- _What is required_
Which lines of the records below contain the word "pair"? Report each of them in full.

- _Data supplied_
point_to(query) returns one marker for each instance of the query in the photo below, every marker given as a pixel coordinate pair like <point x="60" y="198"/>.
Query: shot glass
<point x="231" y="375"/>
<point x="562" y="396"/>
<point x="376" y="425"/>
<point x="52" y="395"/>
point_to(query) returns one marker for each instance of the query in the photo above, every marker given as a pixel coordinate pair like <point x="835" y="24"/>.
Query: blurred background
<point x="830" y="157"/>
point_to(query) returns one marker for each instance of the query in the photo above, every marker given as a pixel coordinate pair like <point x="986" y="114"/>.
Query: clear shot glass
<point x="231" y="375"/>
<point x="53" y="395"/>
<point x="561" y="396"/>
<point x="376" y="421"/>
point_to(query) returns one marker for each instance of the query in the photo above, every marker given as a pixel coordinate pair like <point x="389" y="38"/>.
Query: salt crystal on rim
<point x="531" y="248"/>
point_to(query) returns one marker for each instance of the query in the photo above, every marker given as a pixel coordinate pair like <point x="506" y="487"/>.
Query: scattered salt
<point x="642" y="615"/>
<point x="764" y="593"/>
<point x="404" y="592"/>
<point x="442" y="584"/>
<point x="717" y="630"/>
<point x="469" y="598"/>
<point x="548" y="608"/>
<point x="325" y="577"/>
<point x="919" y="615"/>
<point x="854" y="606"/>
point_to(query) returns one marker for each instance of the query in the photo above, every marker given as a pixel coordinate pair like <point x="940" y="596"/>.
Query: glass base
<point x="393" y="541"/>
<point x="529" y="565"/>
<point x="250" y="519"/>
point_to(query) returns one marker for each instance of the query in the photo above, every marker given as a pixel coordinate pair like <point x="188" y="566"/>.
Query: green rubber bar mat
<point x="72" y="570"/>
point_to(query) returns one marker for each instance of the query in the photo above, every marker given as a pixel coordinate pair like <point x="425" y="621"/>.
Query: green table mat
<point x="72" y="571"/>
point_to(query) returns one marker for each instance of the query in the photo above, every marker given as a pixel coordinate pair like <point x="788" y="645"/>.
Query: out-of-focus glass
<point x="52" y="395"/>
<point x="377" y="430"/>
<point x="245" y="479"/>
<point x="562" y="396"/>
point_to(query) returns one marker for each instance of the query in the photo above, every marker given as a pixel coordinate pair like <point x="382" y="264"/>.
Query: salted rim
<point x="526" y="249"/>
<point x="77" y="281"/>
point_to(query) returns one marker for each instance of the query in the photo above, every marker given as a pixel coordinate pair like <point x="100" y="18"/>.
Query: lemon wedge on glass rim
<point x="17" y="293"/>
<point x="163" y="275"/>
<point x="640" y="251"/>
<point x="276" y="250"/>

- _Written reply_
point_to(query) returns one marker for each instance of the query in the photo below, every marker given as a pixel coordinate pair like <point x="60" y="198"/>.
point_to(query) returns one marker for each instance of the query in the photo above, every marker given as a pixel coordinate pair like <point x="835" y="24"/>.
point_to(query) returns one marker for each instance of the query in the photo above, every marker given as a pixel coordinate pair like <point x="986" y="114"/>.
point_to(query) returns one marker for each instance of the query in the photo above, every marker given as a pixel coordinate pair like <point x="389" y="38"/>.
point_to(query) returns one marker for each instance of the query in the photo above, every marker given as a pixel coordinate pair like <point x="506" y="487"/>.
point_to(query) returns one marker for each instance of the query in the photo above, every marker given as a pixel coordinate pair like <point x="940" y="596"/>.
point_to(query) returns one marker for each instance of the query in the photo above, every marker given as a pixel coordinate pair like <point x="188" y="566"/>.
point_to(query) returns one marker for each instance of the query in the photo above, every marker given as a pixel coordinate pair like <point x="425" y="621"/>.
point_to(query) returns one marker for each instance of the query in the photo above, every marker given as a pixel coordinate pair like <point x="788" y="645"/>.
point_to(query) returns one marker for each instance of the query in the photo above, every marker given as a pixel coordinate pair like <point x="382" y="264"/>.
point_to(query) returns one marker for each instance of the query in the photo above, every marker given as a pixel coordinate pair like <point x="100" y="18"/>.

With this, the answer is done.